====== LISTED RECORDS
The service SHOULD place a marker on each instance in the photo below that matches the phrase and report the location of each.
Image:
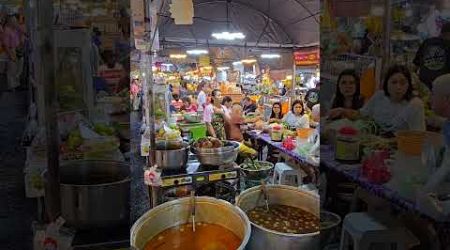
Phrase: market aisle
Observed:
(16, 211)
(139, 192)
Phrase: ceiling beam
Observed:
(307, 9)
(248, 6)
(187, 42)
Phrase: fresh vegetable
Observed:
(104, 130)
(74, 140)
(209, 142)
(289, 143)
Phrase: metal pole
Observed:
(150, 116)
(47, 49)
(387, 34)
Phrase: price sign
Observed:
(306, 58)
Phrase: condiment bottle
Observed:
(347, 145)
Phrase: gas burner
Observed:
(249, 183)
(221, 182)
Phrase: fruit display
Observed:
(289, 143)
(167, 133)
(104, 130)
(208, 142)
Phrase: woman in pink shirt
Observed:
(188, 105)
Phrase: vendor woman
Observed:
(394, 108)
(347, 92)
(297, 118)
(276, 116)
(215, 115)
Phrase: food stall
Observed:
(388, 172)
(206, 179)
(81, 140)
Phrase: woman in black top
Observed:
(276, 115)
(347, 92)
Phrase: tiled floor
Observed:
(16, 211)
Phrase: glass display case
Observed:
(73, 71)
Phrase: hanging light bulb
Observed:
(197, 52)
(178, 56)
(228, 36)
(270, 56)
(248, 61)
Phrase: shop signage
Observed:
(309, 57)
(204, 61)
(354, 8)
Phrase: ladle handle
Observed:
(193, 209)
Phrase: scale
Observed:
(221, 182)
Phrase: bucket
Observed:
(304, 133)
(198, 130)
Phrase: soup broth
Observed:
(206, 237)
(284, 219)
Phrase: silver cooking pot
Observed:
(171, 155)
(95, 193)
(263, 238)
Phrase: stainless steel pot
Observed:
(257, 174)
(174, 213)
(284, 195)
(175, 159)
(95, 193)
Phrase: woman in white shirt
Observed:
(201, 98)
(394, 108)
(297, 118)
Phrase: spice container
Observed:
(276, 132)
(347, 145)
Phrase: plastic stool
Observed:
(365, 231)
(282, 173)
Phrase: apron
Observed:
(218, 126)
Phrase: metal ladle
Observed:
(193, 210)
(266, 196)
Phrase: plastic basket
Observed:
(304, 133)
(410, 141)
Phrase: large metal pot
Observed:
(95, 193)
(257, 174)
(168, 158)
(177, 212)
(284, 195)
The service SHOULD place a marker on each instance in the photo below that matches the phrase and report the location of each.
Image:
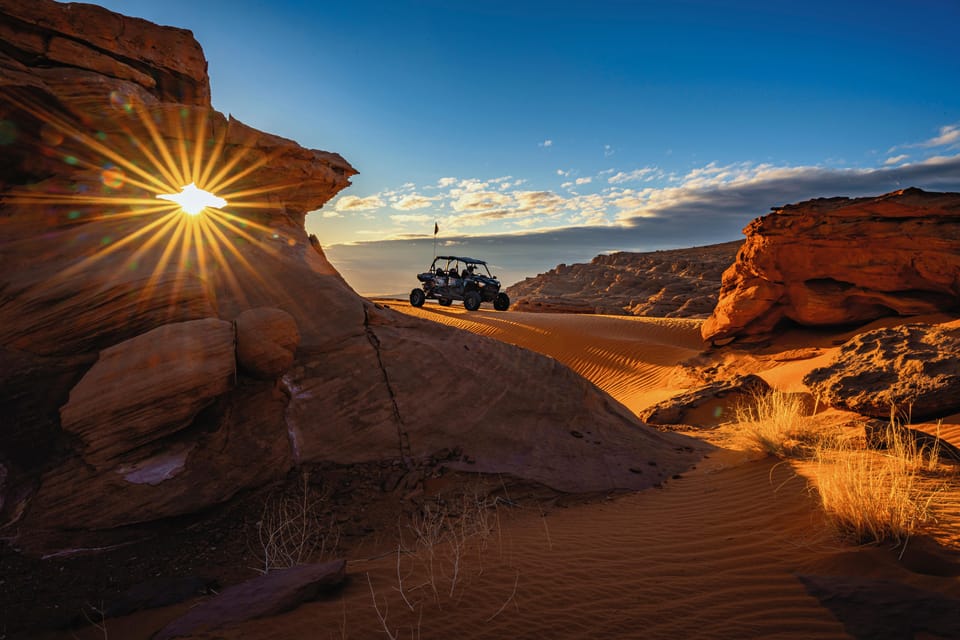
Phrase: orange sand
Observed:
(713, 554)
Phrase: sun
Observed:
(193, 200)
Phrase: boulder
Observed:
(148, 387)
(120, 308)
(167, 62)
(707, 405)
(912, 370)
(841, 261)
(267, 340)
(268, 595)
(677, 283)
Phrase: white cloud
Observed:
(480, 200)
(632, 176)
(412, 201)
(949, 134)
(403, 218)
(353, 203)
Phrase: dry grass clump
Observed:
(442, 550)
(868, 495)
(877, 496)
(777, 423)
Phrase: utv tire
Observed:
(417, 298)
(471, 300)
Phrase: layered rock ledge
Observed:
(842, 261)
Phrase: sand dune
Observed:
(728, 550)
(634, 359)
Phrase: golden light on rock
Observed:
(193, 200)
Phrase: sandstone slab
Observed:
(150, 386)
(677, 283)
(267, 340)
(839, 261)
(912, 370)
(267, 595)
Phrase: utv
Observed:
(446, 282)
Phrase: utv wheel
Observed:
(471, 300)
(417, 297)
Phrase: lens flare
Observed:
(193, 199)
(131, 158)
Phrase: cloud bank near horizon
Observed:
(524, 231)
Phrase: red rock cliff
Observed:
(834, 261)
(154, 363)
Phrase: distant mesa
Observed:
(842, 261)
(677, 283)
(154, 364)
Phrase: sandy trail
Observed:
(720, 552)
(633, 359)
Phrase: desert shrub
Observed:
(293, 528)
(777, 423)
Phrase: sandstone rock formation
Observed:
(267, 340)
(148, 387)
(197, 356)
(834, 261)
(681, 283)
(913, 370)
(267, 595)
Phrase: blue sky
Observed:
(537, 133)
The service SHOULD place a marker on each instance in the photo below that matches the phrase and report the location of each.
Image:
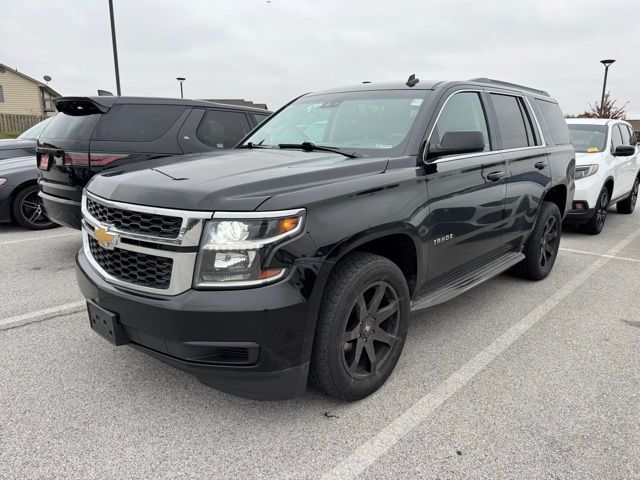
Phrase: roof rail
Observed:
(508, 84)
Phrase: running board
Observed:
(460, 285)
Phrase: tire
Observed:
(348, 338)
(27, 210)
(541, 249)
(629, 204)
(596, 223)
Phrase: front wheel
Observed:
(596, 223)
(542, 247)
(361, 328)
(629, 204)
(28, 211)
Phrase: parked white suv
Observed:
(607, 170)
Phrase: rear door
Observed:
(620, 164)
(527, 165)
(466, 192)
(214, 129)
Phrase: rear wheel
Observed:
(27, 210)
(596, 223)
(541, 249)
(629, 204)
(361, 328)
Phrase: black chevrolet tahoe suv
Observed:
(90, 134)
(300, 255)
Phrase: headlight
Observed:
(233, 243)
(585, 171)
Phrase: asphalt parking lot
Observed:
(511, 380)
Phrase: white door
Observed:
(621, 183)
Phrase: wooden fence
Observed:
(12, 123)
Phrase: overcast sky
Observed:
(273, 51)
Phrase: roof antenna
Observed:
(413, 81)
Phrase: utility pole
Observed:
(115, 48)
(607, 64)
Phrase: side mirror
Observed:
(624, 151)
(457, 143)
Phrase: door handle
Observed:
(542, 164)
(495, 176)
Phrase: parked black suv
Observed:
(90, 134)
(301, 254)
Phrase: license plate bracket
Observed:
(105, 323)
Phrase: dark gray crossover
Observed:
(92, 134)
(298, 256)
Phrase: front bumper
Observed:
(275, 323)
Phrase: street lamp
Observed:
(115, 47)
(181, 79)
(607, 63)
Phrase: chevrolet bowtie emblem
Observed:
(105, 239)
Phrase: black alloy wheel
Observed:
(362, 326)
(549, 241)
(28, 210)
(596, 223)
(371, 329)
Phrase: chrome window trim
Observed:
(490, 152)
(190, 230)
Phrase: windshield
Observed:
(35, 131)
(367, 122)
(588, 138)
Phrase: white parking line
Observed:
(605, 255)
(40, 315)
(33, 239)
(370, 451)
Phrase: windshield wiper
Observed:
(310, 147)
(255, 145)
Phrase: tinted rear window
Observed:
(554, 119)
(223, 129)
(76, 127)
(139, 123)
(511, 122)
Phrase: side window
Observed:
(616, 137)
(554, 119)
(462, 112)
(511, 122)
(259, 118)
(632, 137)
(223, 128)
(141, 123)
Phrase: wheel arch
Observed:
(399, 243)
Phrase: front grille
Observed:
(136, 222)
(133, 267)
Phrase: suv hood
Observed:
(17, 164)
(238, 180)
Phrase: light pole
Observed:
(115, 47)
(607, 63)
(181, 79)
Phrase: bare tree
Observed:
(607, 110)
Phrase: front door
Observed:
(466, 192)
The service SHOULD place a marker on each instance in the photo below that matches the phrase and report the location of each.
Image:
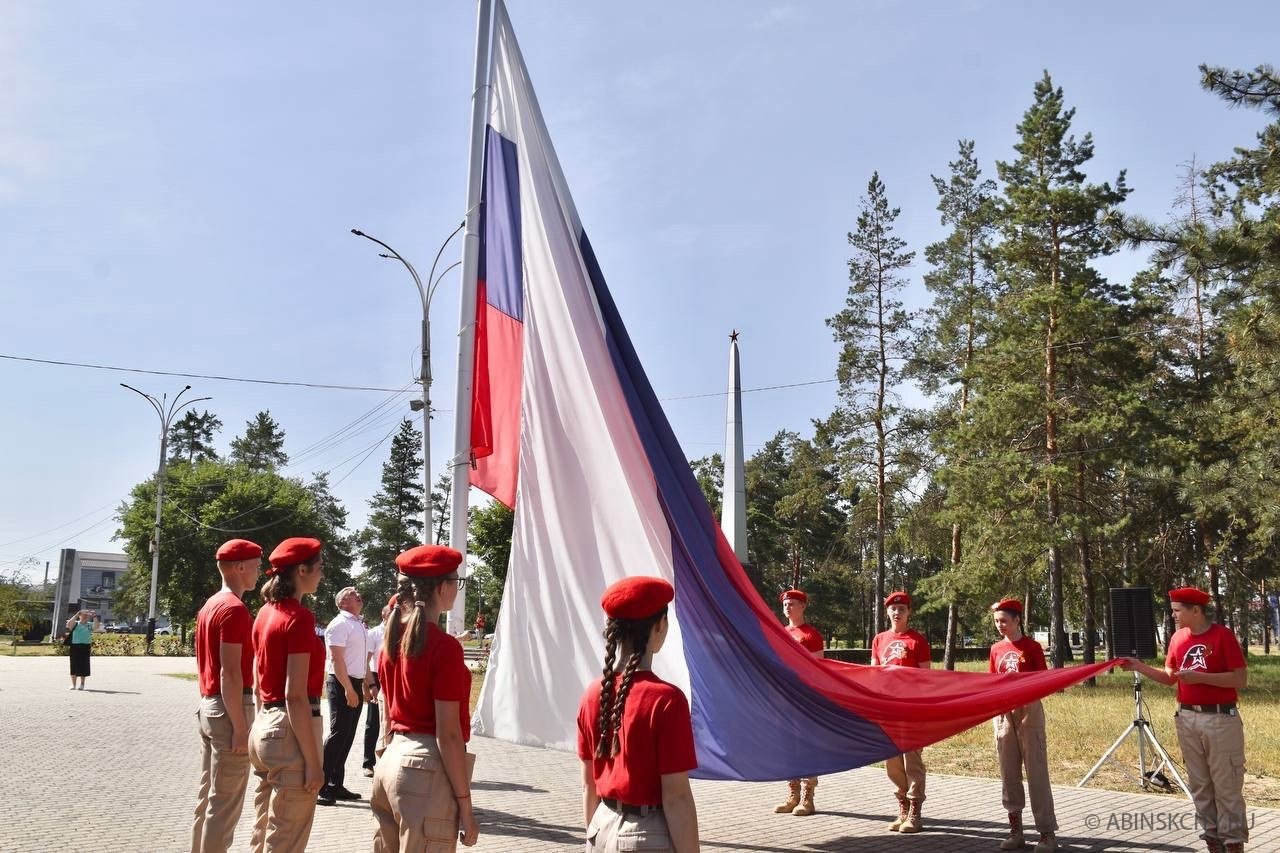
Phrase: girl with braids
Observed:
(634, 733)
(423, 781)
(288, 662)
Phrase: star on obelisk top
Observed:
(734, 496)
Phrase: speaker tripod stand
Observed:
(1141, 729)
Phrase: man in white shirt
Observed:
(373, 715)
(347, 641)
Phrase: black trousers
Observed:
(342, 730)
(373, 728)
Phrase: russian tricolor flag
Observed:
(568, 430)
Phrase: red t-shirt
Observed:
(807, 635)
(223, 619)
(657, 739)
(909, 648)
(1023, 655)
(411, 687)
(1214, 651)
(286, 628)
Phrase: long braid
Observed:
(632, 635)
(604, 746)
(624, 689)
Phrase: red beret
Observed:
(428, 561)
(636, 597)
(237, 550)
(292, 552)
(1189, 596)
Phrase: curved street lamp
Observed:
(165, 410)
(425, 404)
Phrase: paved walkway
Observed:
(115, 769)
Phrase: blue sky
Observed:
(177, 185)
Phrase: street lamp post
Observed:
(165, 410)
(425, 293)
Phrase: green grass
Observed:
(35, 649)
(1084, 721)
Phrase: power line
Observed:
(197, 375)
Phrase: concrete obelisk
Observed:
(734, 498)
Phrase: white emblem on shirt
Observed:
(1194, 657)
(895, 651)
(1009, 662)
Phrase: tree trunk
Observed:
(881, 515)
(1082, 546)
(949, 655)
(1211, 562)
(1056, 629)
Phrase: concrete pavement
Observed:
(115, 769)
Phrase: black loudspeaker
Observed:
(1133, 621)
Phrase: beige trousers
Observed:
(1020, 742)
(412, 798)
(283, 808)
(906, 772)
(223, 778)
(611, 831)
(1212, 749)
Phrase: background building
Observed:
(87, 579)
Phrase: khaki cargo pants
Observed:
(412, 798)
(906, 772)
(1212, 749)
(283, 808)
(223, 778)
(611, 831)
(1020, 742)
============
### PROBLEM DETAILS
Note each line above that contains "wheel" and copy it out.

### ANSWER SPACE
Phrase: utv wheel
Phrase: front wheel
Phrase: rear wheel
Phrase: black alloy wheel
Phrase: wheel arch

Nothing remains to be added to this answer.